Görev tanımı: Aşağıda Hizmet hareketine dair verilen metnin bir bölümünü değiştirmeden yeniden yazınız: "Aslında, böyle belaların" ifadesinin geçtiği yerden başlayıp "birtakım saikler bulunmaktadır." ifadesinden sonra durunuz.

-------- Verilen metin --------

Türkiye’de Hizmet hareketinin bu zamanın tiranları
tarafından büyük mağduriyetlere ve zulümlere maruz bırakılması, kurumlarına,
mallarına el konulması, Hizmet mensuplarının kimilerinin hapislere atılması,
kimilerinin yıllarca sürecek gaybubet yapması ve kimilerinin de yurt dışına
hicret etme zorunda kalması Hizmet hareketi içerisinde bulunan bazı insanların,
etraflarında suçlu aramalarına ve atf-ı cürümlerde bulunmalarına sebebiyet
vermiştir.
Aslında, böyle belaların ve musibetlerin geldiği zaman
dilimlerinde ayakta kalabilmek ve zararı en aza indirebilmek için kenetlenmek
gerekmektedir. Ama onun yerine, birlik ve vahdetlerini yıkacak, zararların daha
da artarak katmerli hale gelmesine ve bunları reva görenlerin amaçlarına ve
hedeflerine ulaşmalarına yardımcı olacak böyle bir yola başvurulmasının
arkasında birtakım saikler bulunmaktadır.

-------- Veri satırları --------

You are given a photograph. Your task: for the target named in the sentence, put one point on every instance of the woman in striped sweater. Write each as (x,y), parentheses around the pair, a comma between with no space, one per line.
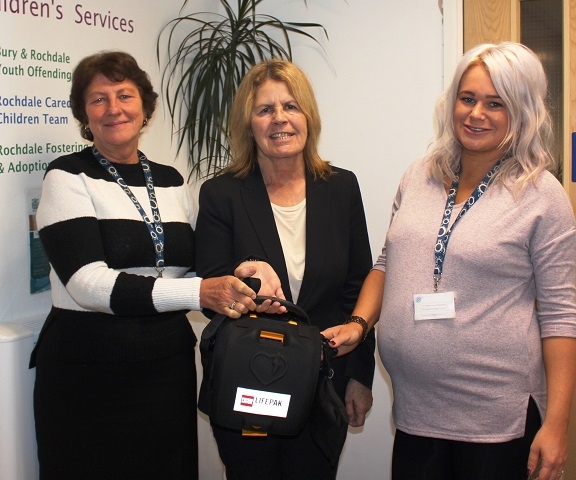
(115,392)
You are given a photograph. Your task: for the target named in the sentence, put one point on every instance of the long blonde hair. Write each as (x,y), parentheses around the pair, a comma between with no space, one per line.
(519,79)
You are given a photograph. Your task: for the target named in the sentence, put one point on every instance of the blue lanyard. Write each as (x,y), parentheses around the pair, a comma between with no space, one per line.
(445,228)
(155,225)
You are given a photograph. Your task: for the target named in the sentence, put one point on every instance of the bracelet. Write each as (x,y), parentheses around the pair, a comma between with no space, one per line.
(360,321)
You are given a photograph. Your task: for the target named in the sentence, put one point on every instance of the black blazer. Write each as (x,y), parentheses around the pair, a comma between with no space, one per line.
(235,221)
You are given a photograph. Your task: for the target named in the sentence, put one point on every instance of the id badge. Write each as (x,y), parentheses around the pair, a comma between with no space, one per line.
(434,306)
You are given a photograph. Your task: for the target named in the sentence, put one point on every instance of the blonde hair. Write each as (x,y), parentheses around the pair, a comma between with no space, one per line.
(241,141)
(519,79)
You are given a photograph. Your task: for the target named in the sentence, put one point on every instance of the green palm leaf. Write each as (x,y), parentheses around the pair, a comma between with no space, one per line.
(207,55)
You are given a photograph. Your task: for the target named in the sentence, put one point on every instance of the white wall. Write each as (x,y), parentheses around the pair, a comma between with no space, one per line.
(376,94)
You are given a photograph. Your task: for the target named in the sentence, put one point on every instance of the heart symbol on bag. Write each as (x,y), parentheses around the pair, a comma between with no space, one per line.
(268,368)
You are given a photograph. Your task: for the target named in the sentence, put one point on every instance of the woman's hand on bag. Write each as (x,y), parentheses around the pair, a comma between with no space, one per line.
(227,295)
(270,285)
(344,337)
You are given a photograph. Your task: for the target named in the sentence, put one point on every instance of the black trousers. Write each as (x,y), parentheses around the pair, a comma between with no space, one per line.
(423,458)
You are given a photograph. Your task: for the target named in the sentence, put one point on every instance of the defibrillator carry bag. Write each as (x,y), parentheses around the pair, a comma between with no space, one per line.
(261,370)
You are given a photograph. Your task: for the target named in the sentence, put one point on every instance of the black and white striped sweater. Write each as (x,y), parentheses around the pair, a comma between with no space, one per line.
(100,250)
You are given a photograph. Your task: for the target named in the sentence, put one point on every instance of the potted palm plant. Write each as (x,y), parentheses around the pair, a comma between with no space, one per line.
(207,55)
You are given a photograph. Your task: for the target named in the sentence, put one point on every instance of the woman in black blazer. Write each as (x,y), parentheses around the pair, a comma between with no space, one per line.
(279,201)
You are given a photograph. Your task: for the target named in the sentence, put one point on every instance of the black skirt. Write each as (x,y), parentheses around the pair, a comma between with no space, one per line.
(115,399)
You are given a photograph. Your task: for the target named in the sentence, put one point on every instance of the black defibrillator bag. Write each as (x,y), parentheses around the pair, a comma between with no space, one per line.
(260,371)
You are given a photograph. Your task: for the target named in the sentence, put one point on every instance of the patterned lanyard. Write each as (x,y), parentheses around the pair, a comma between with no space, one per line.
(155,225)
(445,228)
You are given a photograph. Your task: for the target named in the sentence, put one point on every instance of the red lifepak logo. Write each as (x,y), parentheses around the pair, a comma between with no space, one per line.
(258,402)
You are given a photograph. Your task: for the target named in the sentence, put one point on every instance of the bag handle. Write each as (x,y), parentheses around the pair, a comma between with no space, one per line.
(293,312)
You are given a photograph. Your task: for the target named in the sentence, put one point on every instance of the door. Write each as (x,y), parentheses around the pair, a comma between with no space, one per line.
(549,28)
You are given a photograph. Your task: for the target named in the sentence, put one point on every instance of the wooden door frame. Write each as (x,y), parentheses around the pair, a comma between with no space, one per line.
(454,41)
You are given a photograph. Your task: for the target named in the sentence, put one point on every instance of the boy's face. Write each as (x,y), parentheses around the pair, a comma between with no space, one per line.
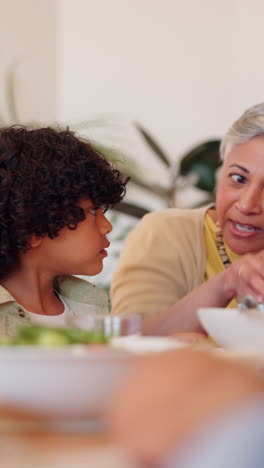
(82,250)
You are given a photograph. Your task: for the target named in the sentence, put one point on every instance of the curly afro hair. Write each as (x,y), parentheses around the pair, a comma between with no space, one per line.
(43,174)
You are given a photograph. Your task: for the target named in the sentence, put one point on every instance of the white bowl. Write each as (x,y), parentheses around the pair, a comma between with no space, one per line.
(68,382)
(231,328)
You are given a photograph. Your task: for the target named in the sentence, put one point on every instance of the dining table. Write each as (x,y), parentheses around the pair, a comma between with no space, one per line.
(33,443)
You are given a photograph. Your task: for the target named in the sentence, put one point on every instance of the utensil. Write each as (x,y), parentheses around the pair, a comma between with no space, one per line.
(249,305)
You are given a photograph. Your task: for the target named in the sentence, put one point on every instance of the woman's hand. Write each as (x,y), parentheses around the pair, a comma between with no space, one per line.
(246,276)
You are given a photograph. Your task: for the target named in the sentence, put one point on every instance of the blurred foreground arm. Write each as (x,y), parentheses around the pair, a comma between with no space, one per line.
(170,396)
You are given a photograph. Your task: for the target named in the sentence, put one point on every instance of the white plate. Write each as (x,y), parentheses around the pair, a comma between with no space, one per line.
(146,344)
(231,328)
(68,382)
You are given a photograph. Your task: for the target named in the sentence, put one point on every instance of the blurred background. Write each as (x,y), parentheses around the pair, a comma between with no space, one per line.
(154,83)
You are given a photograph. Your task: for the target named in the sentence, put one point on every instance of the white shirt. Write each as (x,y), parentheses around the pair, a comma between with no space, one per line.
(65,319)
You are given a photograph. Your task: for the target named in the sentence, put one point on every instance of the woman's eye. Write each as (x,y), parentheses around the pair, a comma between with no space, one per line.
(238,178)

--------

Nihai cevap:
Aslında, böyle belaların ve musibetlerin geldiği zaman
dilimlerinde ayakta kalabilmek ve zararı en aza indirebilmek için kenetlenmek
gerekmektedir. Ama onun yerine, birlik ve vahdetlerini yıkacak, zararların daha
da artarak katmerli hale gelmesine ve bunları reva görenlerin amaçlarına ve
hedeflerine ulaşmalarına yardımcı olacak böyle bir yola başvurulmasının
arkasında birtakım saikler bulunmaktadır.